For the word "raised", count the lines in the records below that include it and give only that number.
○ ○ ○ ○
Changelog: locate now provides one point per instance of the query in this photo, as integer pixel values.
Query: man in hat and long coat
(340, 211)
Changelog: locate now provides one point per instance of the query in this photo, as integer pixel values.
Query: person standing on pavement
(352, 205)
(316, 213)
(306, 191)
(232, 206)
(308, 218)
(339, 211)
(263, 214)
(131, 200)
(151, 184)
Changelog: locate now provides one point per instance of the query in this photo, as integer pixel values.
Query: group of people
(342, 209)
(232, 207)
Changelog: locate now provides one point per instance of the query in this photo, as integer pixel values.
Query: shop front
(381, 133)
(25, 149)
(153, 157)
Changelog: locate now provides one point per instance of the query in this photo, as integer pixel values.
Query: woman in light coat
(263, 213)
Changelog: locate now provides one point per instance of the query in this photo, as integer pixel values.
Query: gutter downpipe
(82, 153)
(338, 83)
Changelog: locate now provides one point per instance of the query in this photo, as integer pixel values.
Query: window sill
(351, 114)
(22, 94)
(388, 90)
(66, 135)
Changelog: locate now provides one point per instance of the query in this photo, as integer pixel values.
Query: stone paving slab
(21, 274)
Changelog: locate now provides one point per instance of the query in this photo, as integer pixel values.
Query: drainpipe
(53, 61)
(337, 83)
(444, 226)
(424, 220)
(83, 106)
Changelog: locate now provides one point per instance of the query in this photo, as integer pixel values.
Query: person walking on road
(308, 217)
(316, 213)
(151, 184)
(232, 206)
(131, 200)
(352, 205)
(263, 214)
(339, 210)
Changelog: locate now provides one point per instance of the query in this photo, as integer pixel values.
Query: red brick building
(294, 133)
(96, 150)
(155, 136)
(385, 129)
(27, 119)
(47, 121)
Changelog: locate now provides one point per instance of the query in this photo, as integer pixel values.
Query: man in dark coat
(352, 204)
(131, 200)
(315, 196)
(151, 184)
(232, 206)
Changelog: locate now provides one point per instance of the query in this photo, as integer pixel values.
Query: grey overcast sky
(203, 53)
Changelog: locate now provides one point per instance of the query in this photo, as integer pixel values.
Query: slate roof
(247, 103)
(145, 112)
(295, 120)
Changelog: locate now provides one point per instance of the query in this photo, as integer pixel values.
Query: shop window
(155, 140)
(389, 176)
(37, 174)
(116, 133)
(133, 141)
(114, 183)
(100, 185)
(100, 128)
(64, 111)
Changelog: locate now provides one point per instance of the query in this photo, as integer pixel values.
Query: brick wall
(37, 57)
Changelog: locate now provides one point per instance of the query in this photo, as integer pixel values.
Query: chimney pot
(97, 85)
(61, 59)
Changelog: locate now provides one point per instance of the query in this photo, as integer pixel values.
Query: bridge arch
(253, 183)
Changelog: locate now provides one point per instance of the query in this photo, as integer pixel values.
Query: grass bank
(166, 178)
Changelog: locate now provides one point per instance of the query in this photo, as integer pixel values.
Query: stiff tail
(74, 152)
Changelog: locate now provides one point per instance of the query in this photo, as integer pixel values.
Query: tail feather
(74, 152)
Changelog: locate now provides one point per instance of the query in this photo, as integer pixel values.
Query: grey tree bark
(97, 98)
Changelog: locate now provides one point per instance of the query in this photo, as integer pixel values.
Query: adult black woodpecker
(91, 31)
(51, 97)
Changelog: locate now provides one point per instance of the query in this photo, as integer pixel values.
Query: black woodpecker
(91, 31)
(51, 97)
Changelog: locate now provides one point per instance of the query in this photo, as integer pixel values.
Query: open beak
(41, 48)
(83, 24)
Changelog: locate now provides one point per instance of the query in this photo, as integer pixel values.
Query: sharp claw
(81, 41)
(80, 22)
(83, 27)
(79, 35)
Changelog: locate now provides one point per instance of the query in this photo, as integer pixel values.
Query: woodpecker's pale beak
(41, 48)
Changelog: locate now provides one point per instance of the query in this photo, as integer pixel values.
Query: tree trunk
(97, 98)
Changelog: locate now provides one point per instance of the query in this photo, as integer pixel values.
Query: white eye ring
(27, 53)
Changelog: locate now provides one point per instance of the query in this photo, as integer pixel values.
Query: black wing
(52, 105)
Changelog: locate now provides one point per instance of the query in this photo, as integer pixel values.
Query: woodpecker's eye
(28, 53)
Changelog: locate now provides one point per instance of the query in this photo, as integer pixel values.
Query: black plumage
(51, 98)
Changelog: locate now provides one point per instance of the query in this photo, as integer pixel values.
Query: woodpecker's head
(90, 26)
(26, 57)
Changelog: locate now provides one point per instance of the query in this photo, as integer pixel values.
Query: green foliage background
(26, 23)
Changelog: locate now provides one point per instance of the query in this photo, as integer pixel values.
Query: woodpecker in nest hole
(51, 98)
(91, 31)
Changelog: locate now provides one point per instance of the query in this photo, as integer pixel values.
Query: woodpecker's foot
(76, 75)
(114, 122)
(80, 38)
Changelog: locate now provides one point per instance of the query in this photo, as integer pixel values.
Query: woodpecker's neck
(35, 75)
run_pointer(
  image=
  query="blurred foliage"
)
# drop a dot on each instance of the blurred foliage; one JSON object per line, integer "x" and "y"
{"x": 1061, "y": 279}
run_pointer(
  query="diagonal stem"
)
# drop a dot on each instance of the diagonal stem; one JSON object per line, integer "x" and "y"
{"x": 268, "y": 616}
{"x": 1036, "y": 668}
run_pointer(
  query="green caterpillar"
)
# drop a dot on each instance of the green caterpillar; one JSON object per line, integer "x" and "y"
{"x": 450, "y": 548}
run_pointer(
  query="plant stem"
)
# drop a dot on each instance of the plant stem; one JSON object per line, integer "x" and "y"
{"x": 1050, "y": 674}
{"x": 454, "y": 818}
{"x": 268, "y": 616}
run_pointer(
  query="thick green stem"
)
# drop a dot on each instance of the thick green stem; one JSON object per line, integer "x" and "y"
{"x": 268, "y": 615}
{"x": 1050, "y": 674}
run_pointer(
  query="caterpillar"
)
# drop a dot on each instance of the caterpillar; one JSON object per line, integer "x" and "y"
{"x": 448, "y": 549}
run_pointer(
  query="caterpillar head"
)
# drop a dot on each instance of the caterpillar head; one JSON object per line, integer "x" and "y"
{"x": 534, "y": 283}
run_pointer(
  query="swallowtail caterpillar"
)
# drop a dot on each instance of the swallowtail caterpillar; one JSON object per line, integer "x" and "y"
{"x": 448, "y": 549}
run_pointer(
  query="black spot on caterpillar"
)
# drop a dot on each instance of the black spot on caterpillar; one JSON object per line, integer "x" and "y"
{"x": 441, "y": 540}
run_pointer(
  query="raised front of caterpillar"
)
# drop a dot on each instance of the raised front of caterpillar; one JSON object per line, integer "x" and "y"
○ ○ ○ ○
### [Expected output]
2